Your goal: Write every record below out exactly; no images.

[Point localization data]

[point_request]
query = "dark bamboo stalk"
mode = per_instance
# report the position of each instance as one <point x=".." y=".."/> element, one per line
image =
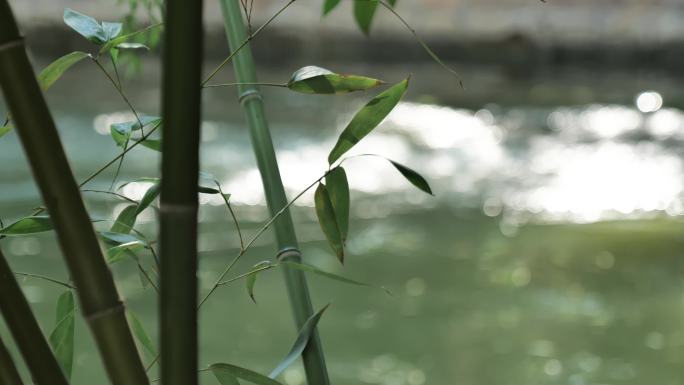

Result below:
[point_request]
query = "dark bamboo stalk"
mode = per_instance
# report the position of each instance as one <point x=".." y=".."/> element, one per line
image =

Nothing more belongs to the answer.